When problem solving, it is important to find the cause of problem in order to develop a solution. Sometimes, the most obvious cause is not the right one. This is why ISO 9000 stresses the importance of finding the root cause(s) of a problem. There may be multiple, subtle reasons why a process isn’t working correctly, and finding the actual causes will lead a company one step closer to a solution and implementation of corrective actions.
The goal of finding root causes is to improve the way problems are managed. Becoming adept in recognizing the root causes of a problem will lead to a reduced impact, a containment of error, and the prevention of recurrence. Identifying and correcting root causes will also lead to the reduction of unnecessary efforts which in turn will lower the cost of maintaining quality. As more and more corrective actions are taken, processes will become more stable, and continual improvement will face less interruptions.
How does ISO 9000 interact with other standards?
ISO 9000 is the standard for a quality management system that closely resembles many other management systems. These other systems, based on health, safety, the environment, and business continuity, can be integrated into an overarching business management system. Benefits of this system include aligned interests, reduced costs, and improved efficiency. With one of these systems in place, it is easier to implement any of the others; many documents required for a different standard are already prepared, and personnel are already accustomed to the audit process. Using multiple standards will not only increase the efficiency of an organization, but increase the integrity of its operations.
What does ISO 9000 mean to me and my company?
ISO 9000 is a standard created to make the attainment of quality, consistent products easier by providing specific steps for development of an organization’s quality management system. This quality management system is meant to monitor the progress of a product or service as it goes through each stage of production, from development to testing to assembly to customer feedback.
One cornerstone of ISO 9000 is continual improvement. No company should ever be satisfied with the conditions of a process at the given moment; they should always be looking for ways to make these processes more efficient and effective. ISO 9000 was written with the business world’s insatiable desire for excellence in mind. This is why continual improvement is a requirement of the standard – to inspire progress and the pursuit of perfection.
ISO 9000 is an internationally recognized standard, and that may seem daunting for some smaller businesses. How are they going to implement the same standard adopted by multi-national corporations? Quite easily, actually. ISO 9000 is a flexible standard that lays down requirements for an organization to follow, but allows the organization to fulfill these requirements any way they choose. This increases ISO 9000’s scope of effectiveness, allowing a wide range of companies to create quality management systems that match their needs.

Saved entries:
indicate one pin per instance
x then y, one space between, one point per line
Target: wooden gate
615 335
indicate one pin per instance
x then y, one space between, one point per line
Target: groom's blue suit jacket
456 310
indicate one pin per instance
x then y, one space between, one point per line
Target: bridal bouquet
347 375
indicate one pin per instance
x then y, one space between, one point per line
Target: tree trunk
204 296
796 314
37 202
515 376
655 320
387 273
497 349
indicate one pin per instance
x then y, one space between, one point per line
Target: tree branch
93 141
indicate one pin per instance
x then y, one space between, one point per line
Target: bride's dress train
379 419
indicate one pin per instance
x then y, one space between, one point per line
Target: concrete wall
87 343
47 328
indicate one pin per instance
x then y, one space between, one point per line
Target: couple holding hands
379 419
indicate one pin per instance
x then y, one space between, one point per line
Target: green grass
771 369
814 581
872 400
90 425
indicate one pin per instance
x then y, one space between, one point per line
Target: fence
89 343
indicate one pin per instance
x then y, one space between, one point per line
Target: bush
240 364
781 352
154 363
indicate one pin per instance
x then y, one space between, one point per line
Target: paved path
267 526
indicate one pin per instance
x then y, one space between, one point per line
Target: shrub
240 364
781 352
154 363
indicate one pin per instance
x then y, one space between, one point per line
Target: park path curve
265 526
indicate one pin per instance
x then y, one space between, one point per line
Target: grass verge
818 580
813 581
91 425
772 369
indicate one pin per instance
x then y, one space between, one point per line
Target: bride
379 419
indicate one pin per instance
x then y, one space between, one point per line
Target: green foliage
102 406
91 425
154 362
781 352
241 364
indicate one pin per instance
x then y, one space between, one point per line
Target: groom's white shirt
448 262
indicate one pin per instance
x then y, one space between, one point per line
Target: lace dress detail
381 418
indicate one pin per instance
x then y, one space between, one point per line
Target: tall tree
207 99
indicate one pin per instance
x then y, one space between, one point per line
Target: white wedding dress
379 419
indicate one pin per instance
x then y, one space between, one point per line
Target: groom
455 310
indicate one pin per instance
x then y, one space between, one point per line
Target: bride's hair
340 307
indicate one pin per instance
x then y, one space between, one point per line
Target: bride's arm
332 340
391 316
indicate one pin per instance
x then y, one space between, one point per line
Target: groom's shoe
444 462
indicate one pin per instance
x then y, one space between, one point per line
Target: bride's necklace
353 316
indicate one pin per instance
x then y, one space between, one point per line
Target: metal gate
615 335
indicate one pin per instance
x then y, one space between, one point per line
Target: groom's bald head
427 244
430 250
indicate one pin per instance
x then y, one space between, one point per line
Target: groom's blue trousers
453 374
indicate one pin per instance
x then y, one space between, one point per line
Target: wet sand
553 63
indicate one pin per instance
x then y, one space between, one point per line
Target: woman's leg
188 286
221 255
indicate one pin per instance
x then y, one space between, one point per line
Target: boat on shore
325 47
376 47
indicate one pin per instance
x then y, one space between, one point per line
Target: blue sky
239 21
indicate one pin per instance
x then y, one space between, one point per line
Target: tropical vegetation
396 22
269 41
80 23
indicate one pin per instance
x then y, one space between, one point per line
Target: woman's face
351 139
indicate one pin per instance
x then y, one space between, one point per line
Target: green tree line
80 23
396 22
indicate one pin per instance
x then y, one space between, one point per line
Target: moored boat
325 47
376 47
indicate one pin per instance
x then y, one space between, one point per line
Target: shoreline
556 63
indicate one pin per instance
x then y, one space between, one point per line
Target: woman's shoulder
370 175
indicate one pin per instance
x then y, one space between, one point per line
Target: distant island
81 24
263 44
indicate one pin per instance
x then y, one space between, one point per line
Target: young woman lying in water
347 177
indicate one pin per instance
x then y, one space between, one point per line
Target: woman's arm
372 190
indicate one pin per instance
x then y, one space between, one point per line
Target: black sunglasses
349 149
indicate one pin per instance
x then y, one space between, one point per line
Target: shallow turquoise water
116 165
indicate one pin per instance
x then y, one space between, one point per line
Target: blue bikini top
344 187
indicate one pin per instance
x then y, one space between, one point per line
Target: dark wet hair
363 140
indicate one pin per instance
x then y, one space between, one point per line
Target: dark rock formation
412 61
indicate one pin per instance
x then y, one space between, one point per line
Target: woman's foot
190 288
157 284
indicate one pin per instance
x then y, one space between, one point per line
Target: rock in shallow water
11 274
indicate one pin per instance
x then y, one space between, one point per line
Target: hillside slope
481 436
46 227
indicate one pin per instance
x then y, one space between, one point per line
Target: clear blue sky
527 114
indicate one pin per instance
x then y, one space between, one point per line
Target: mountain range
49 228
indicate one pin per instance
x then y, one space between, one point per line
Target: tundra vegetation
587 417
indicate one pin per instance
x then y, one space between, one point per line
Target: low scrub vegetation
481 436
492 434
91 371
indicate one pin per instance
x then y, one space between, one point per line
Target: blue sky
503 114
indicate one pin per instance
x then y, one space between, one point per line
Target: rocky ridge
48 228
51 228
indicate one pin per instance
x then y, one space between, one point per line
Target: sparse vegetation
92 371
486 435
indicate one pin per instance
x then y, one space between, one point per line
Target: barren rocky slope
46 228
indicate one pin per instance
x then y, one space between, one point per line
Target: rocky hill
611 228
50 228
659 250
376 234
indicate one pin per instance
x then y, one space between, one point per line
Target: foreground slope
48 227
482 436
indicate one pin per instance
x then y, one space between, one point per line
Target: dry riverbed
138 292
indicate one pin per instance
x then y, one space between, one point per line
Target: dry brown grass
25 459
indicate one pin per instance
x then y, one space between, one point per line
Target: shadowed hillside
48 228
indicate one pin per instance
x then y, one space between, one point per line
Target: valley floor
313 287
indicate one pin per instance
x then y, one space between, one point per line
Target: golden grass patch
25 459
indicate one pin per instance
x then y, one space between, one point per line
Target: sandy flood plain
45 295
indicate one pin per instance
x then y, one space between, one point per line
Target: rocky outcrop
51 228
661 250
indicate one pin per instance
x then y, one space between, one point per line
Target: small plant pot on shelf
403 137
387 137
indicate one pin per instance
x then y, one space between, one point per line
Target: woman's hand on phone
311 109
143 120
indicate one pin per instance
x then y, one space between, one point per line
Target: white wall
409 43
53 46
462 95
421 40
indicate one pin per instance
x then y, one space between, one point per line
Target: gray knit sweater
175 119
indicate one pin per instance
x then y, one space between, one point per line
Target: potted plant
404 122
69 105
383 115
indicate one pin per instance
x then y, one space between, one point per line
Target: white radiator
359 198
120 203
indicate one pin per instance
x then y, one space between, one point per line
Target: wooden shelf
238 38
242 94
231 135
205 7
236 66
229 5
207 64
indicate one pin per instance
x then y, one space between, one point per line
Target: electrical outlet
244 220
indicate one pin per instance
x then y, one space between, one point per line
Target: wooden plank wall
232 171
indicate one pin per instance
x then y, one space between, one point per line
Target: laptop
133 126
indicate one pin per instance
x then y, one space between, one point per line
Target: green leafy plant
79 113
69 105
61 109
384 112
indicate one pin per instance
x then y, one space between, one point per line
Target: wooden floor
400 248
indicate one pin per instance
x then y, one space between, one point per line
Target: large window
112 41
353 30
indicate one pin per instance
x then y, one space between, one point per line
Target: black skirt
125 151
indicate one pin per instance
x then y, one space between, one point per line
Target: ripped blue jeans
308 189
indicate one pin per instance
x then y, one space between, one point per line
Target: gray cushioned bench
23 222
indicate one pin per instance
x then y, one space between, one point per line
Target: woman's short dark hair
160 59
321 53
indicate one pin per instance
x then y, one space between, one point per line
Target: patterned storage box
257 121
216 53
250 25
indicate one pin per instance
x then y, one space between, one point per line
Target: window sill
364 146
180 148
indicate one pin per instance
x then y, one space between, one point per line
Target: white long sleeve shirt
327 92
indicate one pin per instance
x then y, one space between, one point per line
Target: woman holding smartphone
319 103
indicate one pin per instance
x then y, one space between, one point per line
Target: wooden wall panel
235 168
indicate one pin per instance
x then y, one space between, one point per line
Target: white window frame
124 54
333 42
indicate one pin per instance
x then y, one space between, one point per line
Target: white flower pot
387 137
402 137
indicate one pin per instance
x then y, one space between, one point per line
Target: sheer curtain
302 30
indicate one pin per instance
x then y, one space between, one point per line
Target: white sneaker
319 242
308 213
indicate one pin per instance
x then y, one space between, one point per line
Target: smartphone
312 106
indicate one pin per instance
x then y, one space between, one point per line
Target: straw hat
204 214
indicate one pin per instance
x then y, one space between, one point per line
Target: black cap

• _Task description_
What is the exact wording of the ISO 9000 text from "ISO 9000 is a standard" through "pursuit of perfection."? Output that stretch.

• _Exercise result_
ISO 9000 is a standard created to make the attainment of quality, consistent products easier by providing specific steps for development of an organization’s quality management system. This quality management system is meant to monitor the progress of a product or service as it goes through each stage of production, from development to testing to assembly to customer feedback.
One cornerstone of ISO 9000 is continual improvement. No company should ever be satisfied with the conditions of a process at the given moment; they should always be looking for ways to make these processes more efficient and effective. ISO 9000 was written with the business world’s insatiable desire for excellence in mind. This is why continual improvement is a requirement of the standard – to inspire progress and the pursuit of perfection.